What needs to be done: Reproduce the records from the very first line through the line that contains "point(50, 247)", substituting "daisy" for "sunflower" and leaving everything else unchanged.
━━━━━ Items
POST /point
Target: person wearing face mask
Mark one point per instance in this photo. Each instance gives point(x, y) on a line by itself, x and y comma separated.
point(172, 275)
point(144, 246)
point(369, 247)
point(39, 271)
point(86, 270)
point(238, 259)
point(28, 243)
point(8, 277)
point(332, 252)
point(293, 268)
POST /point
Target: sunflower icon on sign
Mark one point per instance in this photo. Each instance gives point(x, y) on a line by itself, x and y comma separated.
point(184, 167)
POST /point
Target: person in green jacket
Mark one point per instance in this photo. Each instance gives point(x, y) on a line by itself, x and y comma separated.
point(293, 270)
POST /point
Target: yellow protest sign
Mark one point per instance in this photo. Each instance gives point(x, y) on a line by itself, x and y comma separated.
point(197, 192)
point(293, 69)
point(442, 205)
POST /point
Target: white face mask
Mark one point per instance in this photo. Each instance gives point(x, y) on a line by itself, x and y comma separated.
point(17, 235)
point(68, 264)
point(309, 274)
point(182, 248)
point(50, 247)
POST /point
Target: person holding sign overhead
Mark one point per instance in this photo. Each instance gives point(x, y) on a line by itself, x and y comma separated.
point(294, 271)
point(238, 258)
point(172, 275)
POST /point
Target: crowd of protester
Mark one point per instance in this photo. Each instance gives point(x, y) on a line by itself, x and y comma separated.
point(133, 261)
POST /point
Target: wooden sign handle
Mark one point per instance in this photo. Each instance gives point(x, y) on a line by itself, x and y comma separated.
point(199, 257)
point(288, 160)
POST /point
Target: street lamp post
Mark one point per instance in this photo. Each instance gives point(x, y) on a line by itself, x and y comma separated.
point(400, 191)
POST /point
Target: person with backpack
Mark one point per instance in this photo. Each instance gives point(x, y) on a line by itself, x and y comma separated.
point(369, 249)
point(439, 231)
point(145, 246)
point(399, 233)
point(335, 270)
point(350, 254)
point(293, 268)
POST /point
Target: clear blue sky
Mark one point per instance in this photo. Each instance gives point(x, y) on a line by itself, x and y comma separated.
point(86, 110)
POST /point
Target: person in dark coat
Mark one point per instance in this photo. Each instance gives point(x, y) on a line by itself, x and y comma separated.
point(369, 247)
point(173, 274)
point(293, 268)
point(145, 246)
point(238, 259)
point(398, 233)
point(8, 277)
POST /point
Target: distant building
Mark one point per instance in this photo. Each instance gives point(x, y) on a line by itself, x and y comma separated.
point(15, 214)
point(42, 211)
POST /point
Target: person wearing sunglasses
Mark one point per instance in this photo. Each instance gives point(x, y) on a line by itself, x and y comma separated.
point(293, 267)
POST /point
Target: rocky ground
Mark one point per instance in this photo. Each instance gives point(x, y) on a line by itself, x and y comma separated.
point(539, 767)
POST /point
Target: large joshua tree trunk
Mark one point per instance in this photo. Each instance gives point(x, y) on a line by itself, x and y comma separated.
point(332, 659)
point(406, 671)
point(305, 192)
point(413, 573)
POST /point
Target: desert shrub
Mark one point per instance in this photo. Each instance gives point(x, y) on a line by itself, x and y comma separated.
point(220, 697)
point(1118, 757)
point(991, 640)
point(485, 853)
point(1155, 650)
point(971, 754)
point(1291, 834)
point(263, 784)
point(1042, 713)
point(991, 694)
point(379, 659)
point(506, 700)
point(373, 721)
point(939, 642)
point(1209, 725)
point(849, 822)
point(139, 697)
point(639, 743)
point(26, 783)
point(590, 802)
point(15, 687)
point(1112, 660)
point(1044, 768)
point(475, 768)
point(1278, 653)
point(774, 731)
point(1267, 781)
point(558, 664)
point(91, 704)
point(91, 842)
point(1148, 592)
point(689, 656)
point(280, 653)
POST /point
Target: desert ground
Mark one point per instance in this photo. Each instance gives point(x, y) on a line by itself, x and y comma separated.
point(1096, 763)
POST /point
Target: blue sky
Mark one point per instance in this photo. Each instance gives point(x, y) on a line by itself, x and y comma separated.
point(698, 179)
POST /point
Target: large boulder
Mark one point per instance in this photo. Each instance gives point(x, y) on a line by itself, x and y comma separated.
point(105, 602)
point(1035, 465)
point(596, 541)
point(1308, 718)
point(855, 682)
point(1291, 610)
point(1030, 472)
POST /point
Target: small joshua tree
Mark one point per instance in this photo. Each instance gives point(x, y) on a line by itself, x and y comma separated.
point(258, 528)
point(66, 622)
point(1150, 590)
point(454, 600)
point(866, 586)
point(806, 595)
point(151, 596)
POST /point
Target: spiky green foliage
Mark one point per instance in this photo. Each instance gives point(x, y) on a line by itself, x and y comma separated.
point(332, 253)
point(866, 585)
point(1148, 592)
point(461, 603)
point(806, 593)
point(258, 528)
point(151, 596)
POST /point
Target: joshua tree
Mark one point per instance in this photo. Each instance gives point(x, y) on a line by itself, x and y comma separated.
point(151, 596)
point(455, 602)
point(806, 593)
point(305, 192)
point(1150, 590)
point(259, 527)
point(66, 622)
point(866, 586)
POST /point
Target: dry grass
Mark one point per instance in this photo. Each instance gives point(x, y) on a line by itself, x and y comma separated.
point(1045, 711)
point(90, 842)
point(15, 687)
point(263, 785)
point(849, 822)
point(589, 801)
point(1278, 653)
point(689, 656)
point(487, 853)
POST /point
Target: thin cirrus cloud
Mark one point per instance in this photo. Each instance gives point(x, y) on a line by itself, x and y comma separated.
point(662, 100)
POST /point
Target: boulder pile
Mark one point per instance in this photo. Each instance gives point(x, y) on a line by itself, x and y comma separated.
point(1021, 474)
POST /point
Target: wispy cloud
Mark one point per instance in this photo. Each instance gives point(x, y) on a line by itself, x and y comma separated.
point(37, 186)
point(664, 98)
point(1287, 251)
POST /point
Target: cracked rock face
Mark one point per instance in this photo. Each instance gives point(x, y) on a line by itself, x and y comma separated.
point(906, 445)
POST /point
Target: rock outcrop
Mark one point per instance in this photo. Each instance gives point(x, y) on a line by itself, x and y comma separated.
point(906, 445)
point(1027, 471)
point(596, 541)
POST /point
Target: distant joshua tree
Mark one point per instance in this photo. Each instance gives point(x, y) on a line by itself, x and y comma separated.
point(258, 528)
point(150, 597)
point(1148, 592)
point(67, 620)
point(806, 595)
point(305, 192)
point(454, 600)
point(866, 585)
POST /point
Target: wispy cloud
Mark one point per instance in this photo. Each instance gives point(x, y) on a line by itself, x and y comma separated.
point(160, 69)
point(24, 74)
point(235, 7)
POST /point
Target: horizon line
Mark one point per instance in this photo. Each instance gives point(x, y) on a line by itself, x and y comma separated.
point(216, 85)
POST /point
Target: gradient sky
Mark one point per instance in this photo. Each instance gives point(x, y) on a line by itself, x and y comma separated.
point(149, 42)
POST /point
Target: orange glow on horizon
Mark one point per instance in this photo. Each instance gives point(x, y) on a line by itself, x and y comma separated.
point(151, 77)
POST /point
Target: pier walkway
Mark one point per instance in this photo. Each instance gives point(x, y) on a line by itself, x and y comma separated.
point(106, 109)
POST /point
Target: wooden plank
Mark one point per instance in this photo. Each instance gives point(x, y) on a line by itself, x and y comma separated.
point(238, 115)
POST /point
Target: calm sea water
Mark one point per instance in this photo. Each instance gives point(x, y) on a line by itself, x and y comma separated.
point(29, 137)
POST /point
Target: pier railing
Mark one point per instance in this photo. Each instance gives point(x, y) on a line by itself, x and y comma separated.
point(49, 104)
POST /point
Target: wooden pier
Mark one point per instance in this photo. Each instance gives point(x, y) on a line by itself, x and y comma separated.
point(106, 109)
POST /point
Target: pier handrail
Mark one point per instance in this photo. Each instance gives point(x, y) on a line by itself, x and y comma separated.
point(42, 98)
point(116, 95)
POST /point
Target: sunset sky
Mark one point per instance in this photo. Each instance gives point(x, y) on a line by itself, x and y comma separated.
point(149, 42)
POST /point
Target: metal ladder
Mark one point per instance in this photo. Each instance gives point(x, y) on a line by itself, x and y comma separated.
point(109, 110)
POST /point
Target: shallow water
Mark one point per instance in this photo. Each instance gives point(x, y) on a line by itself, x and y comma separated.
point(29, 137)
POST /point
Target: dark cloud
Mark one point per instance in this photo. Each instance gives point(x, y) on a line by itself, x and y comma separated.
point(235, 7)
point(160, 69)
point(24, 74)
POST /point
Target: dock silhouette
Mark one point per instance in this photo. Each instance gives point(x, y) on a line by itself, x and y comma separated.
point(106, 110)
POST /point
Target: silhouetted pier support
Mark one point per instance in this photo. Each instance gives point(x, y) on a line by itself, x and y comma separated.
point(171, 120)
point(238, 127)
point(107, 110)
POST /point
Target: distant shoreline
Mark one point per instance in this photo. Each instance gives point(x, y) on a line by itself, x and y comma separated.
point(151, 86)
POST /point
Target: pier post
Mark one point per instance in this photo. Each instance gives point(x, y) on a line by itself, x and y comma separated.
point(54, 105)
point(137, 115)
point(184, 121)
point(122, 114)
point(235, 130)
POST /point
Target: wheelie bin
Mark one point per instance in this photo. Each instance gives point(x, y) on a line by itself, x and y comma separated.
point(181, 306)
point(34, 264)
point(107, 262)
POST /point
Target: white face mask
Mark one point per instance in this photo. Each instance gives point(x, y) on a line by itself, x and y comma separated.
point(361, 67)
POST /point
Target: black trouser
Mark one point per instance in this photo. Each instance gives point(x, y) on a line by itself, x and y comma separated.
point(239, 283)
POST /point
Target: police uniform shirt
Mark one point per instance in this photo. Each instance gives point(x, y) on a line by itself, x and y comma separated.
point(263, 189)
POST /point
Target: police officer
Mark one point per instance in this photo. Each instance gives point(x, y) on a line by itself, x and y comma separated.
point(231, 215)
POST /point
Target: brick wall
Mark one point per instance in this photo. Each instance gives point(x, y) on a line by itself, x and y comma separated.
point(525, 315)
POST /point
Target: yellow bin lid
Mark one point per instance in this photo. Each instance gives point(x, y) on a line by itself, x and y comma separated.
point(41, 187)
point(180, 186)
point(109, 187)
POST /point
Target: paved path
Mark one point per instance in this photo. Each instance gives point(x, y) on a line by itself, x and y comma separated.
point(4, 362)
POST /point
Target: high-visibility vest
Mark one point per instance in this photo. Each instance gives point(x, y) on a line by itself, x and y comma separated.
━━━━━━━━━━
Full answer:
POST /point
Target: person wearing face mask
Mark one point per instance in this photo. Each instance gives point(x, y) on a line by itself, x and y comma separated.
point(172, 275)
point(144, 246)
point(369, 247)
point(39, 271)
point(86, 270)
point(238, 259)
point(28, 243)
point(8, 277)
point(332, 252)
point(293, 268)
POST /point
Target: daisy icon on sign
Mark one point per instance in this photo. Each instance gives point(x, y) on a line by itself, x and y comma separated.
point(184, 167)
POST /point
Target: person in green jacket
Mark one point per instance in this photo. Each instance gives point(x, y) on a line by itself, x and y comma separated.
point(293, 270)
POST /point
Target: yellow protest sign
Mark one point per instance in this photo. Each instance gives point(x, y) on a line by itself, x and y comma separated.
point(197, 192)
point(293, 69)
point(442, 205)
POST /point
Target: white face mask
Mark one point per instance in this photo. Each instance gives point(x, y) on a line by itself, x and y comma separated.
point(17, 235)
point(68, 264)
point(309, 274)
point(182, 248)
point(50, 247)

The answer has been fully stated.